Material provided:
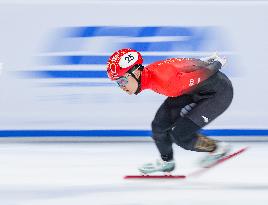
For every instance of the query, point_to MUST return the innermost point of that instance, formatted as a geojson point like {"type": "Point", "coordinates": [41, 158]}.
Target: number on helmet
{"type": "Point", "coordinates": [128, 59]}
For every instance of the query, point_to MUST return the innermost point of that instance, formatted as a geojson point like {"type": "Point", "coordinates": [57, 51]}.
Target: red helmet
{"type": "Point", "coordinates": [122, 61]}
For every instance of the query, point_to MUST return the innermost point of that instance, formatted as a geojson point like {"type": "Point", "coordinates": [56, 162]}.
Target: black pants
{"type": "Point", "coordinates": [179, 119]}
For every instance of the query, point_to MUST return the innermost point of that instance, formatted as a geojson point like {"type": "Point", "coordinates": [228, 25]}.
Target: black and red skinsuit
{"type": "Point", "coordinates": [197, 93]}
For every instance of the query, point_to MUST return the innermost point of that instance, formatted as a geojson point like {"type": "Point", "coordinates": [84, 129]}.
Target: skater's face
{"type": "Point", "coordinates": [130, 85]}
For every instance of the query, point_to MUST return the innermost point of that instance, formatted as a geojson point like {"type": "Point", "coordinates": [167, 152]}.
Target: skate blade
{"type": "Point", "coordinates": [155, 177]}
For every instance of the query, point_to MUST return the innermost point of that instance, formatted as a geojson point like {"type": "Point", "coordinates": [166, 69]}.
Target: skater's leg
{"type": "Point", "coordinates": [185, 134]}
{"type": "Point", "coordinates": [162, 124]}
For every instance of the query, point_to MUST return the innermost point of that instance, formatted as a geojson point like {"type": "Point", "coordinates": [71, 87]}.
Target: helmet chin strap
{"type": "Point", "coordinates": [139, 67]}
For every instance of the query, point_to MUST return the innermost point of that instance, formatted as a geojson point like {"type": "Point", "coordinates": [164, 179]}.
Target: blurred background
{"type": "Point", "coordinates": [54, 87]}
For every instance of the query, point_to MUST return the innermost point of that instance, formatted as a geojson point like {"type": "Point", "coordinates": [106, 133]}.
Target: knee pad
{"type": "Point", "coordinates": [204, 144]}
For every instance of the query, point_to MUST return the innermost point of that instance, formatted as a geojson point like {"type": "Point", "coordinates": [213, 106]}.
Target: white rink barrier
{"type": "Point", "coordinates": [54, 82]}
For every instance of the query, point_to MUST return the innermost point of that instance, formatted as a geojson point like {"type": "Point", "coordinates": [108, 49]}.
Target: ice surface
{"type": "Point", "coordinates": [92, 173]}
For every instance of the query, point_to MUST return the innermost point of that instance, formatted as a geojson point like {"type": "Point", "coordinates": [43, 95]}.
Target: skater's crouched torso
{"type": "Point", "coordinates": [174, 77]}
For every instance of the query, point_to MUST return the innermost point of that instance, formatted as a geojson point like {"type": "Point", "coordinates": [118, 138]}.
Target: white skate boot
{"type": "Point", "coordinates": [215, 57]}
{"type": "Point", "coordinates": [212, 158]}
{"type": "Point", "coordinates": [158, 166]}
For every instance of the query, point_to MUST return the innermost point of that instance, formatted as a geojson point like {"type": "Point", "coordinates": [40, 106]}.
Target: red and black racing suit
{"type": "Point", "coordinates": [197, 93]}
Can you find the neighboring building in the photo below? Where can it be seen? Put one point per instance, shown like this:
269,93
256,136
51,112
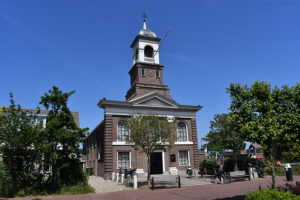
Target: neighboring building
108,151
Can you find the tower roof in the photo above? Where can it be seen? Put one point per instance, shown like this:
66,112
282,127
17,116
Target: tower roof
147,32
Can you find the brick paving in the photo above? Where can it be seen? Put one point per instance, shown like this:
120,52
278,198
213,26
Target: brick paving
232,191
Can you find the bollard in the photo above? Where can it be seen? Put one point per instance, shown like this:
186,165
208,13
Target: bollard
179,182
122,178
251,173
152,183
135,181
117,177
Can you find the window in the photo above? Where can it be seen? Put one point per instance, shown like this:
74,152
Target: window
124,160
143,72
184,158
157,73
148,51
136,54
181,131
122,130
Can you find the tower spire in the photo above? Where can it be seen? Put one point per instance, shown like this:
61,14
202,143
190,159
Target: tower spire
144,16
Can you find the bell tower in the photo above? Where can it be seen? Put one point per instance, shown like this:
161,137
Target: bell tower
146,75
145,46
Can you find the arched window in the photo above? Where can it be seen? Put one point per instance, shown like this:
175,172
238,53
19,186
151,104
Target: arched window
181,131
148,51
122,130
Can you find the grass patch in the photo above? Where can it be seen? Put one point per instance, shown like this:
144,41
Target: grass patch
80,188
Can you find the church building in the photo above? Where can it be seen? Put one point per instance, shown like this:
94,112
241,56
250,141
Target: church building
108,151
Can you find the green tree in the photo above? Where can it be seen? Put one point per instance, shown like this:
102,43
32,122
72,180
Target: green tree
266,116
149,133
62,150
21,145
223,135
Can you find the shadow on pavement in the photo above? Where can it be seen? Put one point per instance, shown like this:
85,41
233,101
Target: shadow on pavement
238,197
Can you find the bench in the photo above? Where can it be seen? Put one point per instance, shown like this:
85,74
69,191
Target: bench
238,175
164,181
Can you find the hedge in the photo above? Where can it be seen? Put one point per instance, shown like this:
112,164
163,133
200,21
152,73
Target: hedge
271,194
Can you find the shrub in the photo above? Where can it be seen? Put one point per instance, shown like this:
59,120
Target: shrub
295,189
80,188
271,194
6,184
242,163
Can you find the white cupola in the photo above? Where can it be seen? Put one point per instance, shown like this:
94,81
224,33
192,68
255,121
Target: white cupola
145,46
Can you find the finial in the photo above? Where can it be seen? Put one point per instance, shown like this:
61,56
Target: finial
144,16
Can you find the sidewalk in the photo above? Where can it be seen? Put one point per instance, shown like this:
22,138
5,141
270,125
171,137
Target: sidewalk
232,191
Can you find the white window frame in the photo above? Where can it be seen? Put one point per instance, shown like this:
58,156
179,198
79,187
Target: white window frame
189,162
121,141
187,133
157,72
143,74
118,158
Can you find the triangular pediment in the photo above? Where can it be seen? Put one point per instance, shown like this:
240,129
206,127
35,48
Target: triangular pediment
154,100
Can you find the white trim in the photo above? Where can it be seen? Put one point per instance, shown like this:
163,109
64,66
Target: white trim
183,142
167,102
187,133
124,143
162,157
118,158
168,111
118,129
125,114
188,158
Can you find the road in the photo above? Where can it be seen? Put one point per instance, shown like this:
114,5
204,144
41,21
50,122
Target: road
232,191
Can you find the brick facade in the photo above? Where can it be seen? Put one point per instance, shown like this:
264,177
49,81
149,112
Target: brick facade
147,95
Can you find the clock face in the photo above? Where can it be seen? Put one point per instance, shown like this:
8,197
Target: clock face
151,73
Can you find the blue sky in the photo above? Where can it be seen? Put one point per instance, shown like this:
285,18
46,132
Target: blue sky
84,46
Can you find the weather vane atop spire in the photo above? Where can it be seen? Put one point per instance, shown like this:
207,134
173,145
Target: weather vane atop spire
144,15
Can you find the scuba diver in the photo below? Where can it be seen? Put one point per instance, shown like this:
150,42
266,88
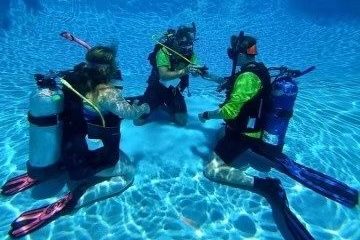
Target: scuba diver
76,129
257,112
173,58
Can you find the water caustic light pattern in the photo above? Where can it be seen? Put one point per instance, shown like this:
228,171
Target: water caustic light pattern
170,197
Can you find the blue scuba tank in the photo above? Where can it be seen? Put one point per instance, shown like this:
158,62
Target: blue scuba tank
282,99
45,130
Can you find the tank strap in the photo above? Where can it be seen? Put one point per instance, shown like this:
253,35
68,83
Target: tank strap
45,121
285,114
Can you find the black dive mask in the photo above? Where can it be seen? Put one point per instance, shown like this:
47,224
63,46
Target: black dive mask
235,46
185,38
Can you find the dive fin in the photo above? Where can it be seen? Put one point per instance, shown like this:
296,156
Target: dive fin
318,182
271,189
297,229
18,184
32,220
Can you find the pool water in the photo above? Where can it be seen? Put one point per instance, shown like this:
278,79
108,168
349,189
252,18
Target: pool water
170,197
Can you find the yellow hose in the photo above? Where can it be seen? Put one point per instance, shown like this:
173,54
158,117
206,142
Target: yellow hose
171,50
68,85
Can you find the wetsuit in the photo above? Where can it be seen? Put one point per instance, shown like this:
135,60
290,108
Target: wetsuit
161,93
242,111
81,121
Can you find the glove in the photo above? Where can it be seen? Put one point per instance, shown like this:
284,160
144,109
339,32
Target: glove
203,117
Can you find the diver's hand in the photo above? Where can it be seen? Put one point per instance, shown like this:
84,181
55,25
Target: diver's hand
203,117
197,70
146,108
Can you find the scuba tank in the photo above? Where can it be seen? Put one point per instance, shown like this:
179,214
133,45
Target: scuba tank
45,130
284,91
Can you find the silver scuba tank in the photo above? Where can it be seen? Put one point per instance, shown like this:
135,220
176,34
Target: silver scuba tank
45,130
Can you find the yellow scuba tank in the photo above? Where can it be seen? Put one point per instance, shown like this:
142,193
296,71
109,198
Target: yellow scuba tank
46,125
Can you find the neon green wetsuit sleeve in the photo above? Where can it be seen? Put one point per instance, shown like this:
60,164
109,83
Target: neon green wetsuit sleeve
247,85
163,58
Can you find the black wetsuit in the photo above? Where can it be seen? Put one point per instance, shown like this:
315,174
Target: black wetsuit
79,161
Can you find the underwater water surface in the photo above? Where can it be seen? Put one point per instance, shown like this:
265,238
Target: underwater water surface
170,197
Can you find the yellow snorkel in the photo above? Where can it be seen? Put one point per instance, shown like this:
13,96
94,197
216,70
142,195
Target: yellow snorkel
66,84
154,37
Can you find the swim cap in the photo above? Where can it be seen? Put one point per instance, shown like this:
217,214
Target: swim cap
243,44
101,55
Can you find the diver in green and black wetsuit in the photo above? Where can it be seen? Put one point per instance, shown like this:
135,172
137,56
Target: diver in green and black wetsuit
170,73
256,114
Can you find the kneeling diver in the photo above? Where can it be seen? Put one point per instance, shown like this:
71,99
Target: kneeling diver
256,114
83,121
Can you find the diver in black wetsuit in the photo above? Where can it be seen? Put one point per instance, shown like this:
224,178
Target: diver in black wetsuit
93,111
256,114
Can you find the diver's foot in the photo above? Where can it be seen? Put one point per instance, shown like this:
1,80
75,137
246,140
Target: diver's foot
139,122
271,188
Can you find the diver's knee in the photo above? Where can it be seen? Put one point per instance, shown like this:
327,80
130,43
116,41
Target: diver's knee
181,119
139,122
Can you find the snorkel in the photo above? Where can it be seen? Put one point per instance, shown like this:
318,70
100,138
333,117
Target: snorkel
70,37
169,39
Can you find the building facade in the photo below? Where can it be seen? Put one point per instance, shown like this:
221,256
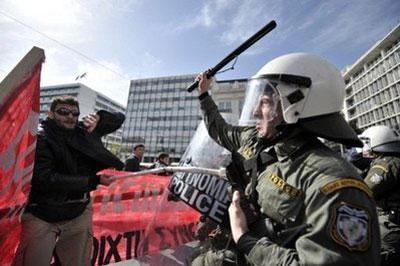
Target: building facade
163,116
373,85
89,101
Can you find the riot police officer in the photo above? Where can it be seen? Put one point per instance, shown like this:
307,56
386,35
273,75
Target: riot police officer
310,191
383,177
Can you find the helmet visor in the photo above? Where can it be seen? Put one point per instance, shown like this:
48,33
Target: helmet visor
256,89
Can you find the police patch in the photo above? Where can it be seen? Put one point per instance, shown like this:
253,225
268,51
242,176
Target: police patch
351,227
376,179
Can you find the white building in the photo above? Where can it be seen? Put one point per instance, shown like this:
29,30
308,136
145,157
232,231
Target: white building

Goal of the exercise:
Across all the records above, find each line with "below" in it and copy it.

Your response:
Can you find the neighboring building in the photo below? Where can it be seen? Put one point per instance, shown like this:
Can you find the scuba diver in the photo below? Where can it be seen? Put one point per instance, shown like this:
Can you find the building facade in the photo below? Where can it be seen? Put one point per instance, shown like this:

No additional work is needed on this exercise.